ARTICLE –
In Algebraic Geometry, chapter 3, Robin Hartshorne proves that for an affine variety (irreducible variety) $Y$, it follows that the ring of regular functions $\mathcal{O}(Y)$ is isomorphic to the coordinate ring of that variety $A(Y)$.

This he proves by first proving that both $\mathcal{O}(Y)$ and $\mathcal{O}_p$ are subrings of the function field $K(Y)$ whose elements are the rational functions on $Y$, and then proving that $A(Y)_{\mathfrak{m}_p} \cong \mathcal{O}_p$. Then embedding both $A(Y)_{\mathfrak{m}_p}$ and $A(Y)$ in $K(Y)$ he gets the chain \begin{equation*} A(Y) \subseteq \mathcal{O}(Y) \subseteq \bigcap_{p \in Y} \mathcal{O}_p = \bigcap_{\mathfrak{m}_p} A(Y)_{\mathfrak{m}_p} = A(Y) , \end{equation*} and concludes that $A(Y) \cong \mathcal{O}(Y)$.

DATA BLOCK –
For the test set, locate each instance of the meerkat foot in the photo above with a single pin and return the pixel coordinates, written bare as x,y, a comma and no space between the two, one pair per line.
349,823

DIRECTIONS –
**1)** List every ring that the post on Hartshorne's proof describes as a subring of, or embedded in, the function field $K(Y)$.
**2)** Please reproduce the post on Hartshorne's proof word for word, everything from "In Algebraic Geometry, chapter" down to "that variety $A(Y)$.".

RESPONSES PER TASK –
**1)**
- $\mathcal{O}(Y)$
- $\mathcal{O}_p$
- $A(Y)_{\mathfrak{m}_p}$
- $A(Y)$

**2)**
In Algebraic Geometry, chapter 3, Robin Hartshorne proves that for an affine variety (irreducible variety) $Y$, it follows that the ring of regular functions $\mathcal{O}(Y)$ is isomorphic to the coordinate ring of that variety $A(Y)$.